[Start of STORED ROWS]
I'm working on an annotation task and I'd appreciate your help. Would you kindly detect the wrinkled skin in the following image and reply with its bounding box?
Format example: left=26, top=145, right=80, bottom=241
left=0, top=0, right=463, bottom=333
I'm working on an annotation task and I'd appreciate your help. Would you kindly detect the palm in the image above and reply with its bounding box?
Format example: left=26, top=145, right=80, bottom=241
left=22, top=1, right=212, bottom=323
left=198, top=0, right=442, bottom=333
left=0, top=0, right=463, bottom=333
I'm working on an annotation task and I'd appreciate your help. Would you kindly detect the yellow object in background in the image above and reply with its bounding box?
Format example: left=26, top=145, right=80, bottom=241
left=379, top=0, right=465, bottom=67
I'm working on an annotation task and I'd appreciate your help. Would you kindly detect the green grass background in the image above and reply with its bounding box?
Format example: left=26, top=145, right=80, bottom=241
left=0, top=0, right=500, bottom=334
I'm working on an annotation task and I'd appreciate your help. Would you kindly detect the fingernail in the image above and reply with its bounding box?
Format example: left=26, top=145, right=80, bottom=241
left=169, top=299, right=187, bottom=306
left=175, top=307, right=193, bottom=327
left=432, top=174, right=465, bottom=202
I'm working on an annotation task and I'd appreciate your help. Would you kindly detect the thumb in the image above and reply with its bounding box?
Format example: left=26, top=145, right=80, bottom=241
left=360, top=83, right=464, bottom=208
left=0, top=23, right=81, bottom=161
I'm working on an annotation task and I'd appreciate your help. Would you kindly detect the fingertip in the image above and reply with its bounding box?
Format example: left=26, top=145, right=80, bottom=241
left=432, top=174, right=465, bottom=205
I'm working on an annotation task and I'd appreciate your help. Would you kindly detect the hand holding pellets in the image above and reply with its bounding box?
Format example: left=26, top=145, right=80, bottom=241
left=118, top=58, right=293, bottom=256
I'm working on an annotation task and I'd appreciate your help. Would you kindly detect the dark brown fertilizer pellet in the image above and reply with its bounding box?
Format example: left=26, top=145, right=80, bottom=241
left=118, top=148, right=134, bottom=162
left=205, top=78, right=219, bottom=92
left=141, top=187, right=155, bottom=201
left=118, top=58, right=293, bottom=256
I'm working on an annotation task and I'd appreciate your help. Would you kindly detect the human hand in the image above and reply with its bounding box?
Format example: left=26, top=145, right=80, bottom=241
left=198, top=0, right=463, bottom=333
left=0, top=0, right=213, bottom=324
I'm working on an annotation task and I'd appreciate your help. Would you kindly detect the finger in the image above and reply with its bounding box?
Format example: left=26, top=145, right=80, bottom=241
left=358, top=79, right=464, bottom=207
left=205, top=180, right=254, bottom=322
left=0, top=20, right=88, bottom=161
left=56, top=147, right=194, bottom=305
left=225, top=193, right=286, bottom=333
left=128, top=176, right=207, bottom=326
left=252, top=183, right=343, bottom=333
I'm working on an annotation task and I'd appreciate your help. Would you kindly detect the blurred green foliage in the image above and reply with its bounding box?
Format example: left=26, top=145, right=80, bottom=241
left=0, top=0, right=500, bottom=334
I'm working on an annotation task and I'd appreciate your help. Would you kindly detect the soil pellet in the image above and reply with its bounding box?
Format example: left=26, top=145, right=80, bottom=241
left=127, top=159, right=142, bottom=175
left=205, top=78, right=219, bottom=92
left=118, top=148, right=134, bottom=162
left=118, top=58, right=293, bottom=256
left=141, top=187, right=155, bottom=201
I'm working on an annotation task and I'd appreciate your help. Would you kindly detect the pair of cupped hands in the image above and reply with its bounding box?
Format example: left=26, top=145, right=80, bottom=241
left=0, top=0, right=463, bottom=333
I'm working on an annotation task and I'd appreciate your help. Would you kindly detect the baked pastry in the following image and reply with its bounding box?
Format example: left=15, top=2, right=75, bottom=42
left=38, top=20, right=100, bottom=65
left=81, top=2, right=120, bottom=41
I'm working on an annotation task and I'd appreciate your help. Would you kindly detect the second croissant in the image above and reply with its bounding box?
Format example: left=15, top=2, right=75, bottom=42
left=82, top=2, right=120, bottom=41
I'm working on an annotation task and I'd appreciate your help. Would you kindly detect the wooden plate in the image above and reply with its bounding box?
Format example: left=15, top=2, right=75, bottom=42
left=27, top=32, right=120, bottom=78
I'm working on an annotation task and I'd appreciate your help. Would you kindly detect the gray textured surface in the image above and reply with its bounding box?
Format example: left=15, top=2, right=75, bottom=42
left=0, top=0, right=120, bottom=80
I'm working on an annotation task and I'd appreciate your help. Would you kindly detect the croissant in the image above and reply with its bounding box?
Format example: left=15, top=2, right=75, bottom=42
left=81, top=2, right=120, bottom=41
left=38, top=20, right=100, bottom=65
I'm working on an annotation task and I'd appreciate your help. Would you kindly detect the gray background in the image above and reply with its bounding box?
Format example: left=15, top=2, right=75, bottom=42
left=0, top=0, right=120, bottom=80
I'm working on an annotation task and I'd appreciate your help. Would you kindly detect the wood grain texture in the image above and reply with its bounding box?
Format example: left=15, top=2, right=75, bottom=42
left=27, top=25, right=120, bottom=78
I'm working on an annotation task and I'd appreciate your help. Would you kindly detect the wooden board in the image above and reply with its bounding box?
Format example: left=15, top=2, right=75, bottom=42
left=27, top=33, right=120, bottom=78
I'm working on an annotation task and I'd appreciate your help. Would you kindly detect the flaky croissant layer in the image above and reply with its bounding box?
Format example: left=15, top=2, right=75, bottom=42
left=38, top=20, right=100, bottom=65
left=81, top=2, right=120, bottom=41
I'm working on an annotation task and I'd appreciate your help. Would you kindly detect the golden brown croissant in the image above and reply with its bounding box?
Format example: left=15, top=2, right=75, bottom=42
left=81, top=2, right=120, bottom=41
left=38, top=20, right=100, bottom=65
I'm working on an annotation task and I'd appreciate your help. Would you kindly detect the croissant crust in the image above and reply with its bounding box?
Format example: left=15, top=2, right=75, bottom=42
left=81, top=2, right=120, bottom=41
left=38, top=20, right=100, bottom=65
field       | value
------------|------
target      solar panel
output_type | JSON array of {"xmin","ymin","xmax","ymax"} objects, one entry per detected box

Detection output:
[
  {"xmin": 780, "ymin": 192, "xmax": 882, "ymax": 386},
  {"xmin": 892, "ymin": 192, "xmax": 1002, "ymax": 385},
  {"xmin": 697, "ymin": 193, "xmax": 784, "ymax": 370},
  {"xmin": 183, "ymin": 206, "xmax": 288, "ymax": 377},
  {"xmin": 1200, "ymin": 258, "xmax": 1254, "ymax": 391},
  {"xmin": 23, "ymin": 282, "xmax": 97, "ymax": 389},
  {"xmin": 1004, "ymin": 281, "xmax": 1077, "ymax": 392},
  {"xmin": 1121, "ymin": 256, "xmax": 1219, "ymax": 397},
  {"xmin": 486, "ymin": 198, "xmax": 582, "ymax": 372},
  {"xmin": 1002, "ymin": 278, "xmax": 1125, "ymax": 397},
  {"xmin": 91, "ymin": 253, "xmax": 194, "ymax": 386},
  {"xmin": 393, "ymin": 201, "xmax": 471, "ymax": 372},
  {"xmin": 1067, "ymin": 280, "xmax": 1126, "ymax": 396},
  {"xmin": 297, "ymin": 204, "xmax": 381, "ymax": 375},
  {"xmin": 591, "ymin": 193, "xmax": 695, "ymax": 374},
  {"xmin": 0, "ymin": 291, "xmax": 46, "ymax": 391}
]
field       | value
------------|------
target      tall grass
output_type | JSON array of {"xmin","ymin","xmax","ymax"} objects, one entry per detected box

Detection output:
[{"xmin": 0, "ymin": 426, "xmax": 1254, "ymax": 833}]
[End of STORED ROWS]
__REQUIRED TASK__: Starting at the line that has "detect the yellow" and stopping after the line that has "left=379, top=0, right=465, bottom=67", write out every line of that data again. Add 147 to each bounding box coordinate, and leave the numbers on the "Format example" line unchanged.

__EXERCISE RESPONSE__:
I'm working on an annotation task and I'd appreciate your help. Would you kindly detect the yellow object in background in the image above and reply with its bounding box?
Format example: left=26, top=145, right=80, bottom=241
left=526, top=147, right=612, bottom=214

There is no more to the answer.